Stated exercise.
Copy exactly the run of lines that begins at the line with "Could you please point out the window" and ends at the final line of the entries.

--- START OF The input ---

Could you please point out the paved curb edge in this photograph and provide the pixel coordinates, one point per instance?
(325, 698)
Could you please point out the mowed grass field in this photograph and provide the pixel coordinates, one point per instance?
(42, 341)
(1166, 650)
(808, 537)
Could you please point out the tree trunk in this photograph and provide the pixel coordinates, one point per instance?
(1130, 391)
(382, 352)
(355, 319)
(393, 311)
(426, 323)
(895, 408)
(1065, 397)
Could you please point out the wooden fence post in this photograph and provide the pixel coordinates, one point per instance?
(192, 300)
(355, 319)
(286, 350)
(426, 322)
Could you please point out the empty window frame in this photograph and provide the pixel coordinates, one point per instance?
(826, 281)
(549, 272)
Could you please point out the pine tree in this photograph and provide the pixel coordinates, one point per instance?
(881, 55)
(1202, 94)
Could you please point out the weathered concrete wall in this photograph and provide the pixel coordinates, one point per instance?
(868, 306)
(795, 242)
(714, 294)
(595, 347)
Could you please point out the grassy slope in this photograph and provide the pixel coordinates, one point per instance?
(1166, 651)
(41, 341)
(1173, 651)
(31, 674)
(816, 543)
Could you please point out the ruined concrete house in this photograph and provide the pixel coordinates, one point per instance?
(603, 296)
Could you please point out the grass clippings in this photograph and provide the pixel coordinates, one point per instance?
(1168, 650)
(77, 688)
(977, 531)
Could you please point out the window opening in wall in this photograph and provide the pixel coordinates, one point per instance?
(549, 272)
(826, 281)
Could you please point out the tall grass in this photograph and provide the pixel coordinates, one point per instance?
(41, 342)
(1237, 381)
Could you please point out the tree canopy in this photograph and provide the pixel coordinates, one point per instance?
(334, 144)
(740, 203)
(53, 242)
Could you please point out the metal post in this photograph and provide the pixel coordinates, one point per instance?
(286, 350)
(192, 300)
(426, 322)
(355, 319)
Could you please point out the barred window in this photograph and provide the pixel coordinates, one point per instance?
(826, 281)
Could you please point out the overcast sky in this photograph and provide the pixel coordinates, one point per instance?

--- END OF The input ---

The answer.
Could you please point out the window opening in wall in this photograph and provide the pixel coordinates, one point per instance?
(549, 272)
(826, 281)
Could you please point out the tall grass in this photograph and provide the pixel coordinates, one point per instance?
(41, 342)
(1237, 381)
Could you please point out the tree canopy in this photograph and provide the pixel coordinates, one point per instance?
(334, 144)
(740, 203)
(53, 242)
Could you please point out the metal post in this photograph and provide the pixel coordinates, one point per instance?
(286, 350)
(192, 300)
(426, 322)
(355, 319)
Could you please point out the barred window in this photograph and provide the pixel coordinates, one point per instance?
(826, 281)
Could you please point out the overcast sky in this photograph and provide the pixel coordinates, one point per instance?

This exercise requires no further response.